__Textauszug__:
== == ==

Trotzdem konzentrierte sich Bannon auf die USA, wo er ebenfalls auf einen Anti-Einwanderungskurs setzte – zunächst gegen den republikanischen Mainstream. Als der Republikaner Mitt Romney den Präsidentschaftswahlkampf 2012 gegen Barack Obama verlor, war eine weithin akzeptierte Lehre der Republikaner, einwanderungsfreundlicher zu werden, um mehr Latino-Stimmen zu bekommen. Donald Trump sagte damals, Romney hätte „diese verrückte Idee der Selbstdeportation“ gehabt. Es habe „so schlimm geklungen wie es war, und er hat alle Stimmen der Latinos verloren.“ Als er seine Kandidatur verkündete, hatte Trump längst umgedacht: Mexikaner würden Drogen ins Land schmuggeln und seien Vergewaltiger, sagte er bekanntlich bei der Bekanntgabe seiner Präsidentschaftskandidatur.
Trumps Berater Sam Nunberg erzählte, dass Trumps Twitteraccount bei seiner Suche nach Themen für seine Präsidentschaftskandidatur als Umfragetool diente: Je mehr Interaktionen und Retweets für einen Tweet, desto wichtiger das Thema. Und je schärfer Trumps Tweets zu Zuwanderung waren, desto höher die Interaktionen – Trump entdeckte dasselbe Klientel wie Steve Bannon.
Und ob Österreichs Vize-Kanzler Heinz-Christian Strache, Alice Weidel von der AfD oder Italiens Innenminister Salvinis: Sie alle wissen ebenfalls um die Macht der sozialen Medien und nutzen sie zu ihren Gunsten – und um Stimmung gegen Migranten zu machen.

== == ==

__Bereitgestelltes Material__:
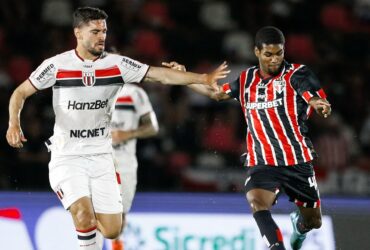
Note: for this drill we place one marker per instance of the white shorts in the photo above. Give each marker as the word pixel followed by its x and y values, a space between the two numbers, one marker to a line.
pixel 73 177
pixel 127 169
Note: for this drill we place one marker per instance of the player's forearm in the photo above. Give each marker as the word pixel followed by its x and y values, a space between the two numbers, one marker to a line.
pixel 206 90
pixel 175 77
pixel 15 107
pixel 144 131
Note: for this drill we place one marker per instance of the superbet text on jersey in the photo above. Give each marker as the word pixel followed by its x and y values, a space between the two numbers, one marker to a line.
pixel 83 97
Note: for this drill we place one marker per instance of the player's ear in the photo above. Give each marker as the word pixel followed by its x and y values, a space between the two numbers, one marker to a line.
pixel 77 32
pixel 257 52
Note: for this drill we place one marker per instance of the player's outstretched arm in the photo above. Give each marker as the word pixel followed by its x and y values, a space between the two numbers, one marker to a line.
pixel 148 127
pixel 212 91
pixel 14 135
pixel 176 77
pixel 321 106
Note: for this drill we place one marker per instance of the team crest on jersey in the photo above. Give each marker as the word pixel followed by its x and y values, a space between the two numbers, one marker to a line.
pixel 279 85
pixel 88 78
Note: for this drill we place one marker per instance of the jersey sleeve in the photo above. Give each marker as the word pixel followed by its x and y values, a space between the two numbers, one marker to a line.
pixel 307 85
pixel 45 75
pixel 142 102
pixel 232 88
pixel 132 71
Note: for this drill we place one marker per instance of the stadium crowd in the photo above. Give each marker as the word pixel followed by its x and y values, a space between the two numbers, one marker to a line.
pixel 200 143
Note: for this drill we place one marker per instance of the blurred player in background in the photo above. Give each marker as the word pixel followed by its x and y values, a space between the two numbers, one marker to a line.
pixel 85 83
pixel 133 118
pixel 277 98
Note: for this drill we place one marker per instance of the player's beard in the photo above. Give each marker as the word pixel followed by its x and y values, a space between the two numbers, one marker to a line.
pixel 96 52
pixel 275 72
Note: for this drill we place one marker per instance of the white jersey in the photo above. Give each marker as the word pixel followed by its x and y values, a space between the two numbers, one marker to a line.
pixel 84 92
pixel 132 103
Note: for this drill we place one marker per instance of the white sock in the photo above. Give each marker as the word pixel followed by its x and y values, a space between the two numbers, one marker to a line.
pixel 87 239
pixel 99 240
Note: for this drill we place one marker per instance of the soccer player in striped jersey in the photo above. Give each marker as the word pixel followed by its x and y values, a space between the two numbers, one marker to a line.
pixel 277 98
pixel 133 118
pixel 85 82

== == ==

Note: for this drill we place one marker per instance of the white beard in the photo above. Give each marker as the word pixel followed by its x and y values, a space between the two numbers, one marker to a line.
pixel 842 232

== == ==

__Zu bearbeitende Aufgaben__:
A. Schreiben Sie aus dem Textauszug über Bannon und Trump den Abschnitt wortgetreu nieder, der mit den Worten beginnt, die „Und ob Österreichs“ enthalten, und mit „Migranten zu machen.“ schließt.
B. Führen Sie den Textauszug über Bannon und Trump im Anschluss an seinen letzten Satz fort.

__Lösungen der Aufgaben__:
A.
Und ob Österreichs Vize-Kanzler Heinz-Christian Strache, Alice Weidel von der AfD oder Italiens Innenminister Salvinis: Sie alle wissen ebenfalls um die Macht der sozialen Medien und nutzen sie zu ihren Gunsten – und um Stimmung gegen Migranten zu machen.

B.
Sie wären die natürlichen Verbündeten Bannons bei seinem Versuch, Europa politisch in die Luft zu jagen – neben der französischen Rassemblement National (Ex-Front-National) oder Viktor Orban in Ungarn. Skandinavische Rechtsparteien wie die Schweden-Demokraten oder die Wahren Finnen hat Bannon selbst ins Spiel gebracht. Auch FPÖ-Generalsekretär und EU-Abgeordneter Harald Vilimsky schließt eine „punktuelle Zusammenarbeit“ mit Bannon nicht aus – auch wenn er aussagt, keine Beziehung zu Bannon zu haben. Jedenfalls ist eine FPÖ-Delegation gleich nach der Wahl zum Team rund um Donald Trump gepilgert.
Die Europäische Union ist in Bannons Weltbild ein natürlicher Feind; er ist ein Anhänger eines radikalen Subsidaritätsprinzips und glaubt daran, dass möglichst kleine Verwaltungseinheiten möglichst viel Macht bekommen – dass also der Bürgermeister von Purkersdorf viel eher weiß, was seine Einwohner wollen als Kommissionspräsident Jean-Claude Juncker. Dieses Subsidaritätsprinzip wurde auch von FPÖ-Präsidentschaftskandidat Norbert Hofer oft und gerne bemüht.
Vereint in der EU-Skepsis
Bannon erzählt dem US-Magazin The Daily Beast, das zuerst über seine Europa-Pläne berichtete, er sei schockiert gewesen, wie wenig die nationalen Parteien Europas zusammenarbeiten. Obwohl sie doch eigentlich alle dasselbe Ziel hätten: Mehr Nationalstaat, weniger EU. Vereint im Interesse, die Europäische Union zu schwächen, auch wenn sie sonst teilweise sehr divergierende Interessen haben. Als führende Köpfe einer solchen multinationalen nationalistischen Bewegung sieht er Marine Le Pen und seinen Vertrauten Nigel Farage.
Aktuell gibt es zwei rechte und EU-kritische Fraktionen im EU-Parlament: „Europa der Nationen und der Freiheit“ mit 35 Abgeordneten, neben jenen der FPÖ unter anderem auch jene des belgischen Vlaams Belang und des ehemaligen französischen Front National. Und „Europa der Freiheit und der direkten Demokratie“, dem 43 Mitglieder von unter anderem der AfD und der britischen UKIP unter dem der Führung von Nigel Farage angehören. Insgesamt hat das EU-Parlament 751 Mitglieder.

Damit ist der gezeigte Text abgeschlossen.